[Collection entries]

------------------------------

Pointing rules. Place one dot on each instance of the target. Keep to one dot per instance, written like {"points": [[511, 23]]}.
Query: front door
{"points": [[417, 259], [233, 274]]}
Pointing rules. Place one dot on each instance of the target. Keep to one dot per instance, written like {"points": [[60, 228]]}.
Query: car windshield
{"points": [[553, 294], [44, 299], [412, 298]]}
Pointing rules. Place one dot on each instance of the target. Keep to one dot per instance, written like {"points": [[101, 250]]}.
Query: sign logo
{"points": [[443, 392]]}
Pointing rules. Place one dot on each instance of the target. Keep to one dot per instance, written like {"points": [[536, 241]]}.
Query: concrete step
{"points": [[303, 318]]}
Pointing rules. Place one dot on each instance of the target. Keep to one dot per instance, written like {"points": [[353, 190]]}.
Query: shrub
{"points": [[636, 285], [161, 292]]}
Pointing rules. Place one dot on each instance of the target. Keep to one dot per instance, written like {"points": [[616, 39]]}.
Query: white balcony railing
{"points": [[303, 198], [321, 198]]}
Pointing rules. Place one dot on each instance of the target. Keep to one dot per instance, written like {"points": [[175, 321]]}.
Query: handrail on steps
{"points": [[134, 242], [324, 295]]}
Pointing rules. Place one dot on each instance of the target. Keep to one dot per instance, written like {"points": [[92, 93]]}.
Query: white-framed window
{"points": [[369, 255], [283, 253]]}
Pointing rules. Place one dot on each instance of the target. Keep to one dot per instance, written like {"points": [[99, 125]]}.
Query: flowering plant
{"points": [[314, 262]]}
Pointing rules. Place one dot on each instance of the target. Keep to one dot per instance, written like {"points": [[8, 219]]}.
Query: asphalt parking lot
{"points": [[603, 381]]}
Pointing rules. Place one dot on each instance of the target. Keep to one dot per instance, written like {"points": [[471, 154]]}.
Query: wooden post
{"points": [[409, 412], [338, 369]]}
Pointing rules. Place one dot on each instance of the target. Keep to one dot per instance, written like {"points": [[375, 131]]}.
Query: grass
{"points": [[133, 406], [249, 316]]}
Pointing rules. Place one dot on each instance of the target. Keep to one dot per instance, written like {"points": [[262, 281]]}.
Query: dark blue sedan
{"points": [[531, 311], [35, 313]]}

------------------------------

All of the entries above need to be set down again exactly.

Pointing rules. Place one dot on each instance of the target. Keep to one dot per instance, written like {"points": [[511, 23]]}.
Query: front door
{"points": [[417, 259], [233, 274]]}
Pointing rules. Place one dot on each instance of the target. Keep to one dot per instance, written like {"points": [[60, 228]]}.
Query: car windshield
{"points": [[553, 294], [44, 299], [412, 298]]}
Pointing rules. Place one dot on each instance of the target. Keep to one dot per instance, written like {"points": [[101, 250]]}.
Query: sign logo
{"points": [[443, 392]]}
Pointing rules. Place one dot on each instance of the target. Keep to one dot per instance, written like {"points": [[536, 241]]}.
Query: concrete step
{"points": [[303, 318]]}
Pointing rules. Place one dot on each instance of the target. Keep to one dot per instance, written like {"points": [[353, 190]]}.
Query: shrub
{"points": [[636, 285], [161, 292]]}
Pointing rules. Place one dot on each instance of the target. Keep to one dot per instance, written like {"points": [[616, 39]]}.
Query: white balcony railing
{"points": [[303, 198], [321, 198]]}
Pointing rules. Place one dot on each instance of the target. Keep to one dot per instance, written like {"points": [[175, 321]]}.
Query: handrail on steps
{"points": [[134, 242], [324, 295]]}
Pointing rules. Place one dot on each instance of the target. Keep to one dot per instance, written like {"points": [[92, 93]]}.
Query: white-framed window
{"points": [[369, 255], [283, 253]]}
Pointing rules. Place one dot on each instance of the target. Keep to one dot per instance, written like {"points": [[99, 125]]}.
Query: flowering plant
{"points": [[314, 262]]}
Pointing rules. Place one dot on each instance of the target. Keep to one dot per instance, written like {"points": [[8, 219]]}.
Query: asphalt parking lot
{"points": [[603, 381]]}
Pointing rules. Place one dot on each instance of the target. Keep to one dot per instance, written like {"points": [[471, 154]]}.
Query: wooden post
{"points": [[409, 412], [338, 369]]}
Pointing rules. Place one dot on each instance of the target. Keep to one dot per instance, written like {"points": [[375, 131]]}.
Query: grass
{"points": [[133, 406], [249, 316]]}
Pointing rules. Place one dot on each instance of the target. Keep to one dot per instance, written like {"points": [[262, 281]]}.
Query: dark blue sedan
{"points": [[531, 311], [35, 313]]}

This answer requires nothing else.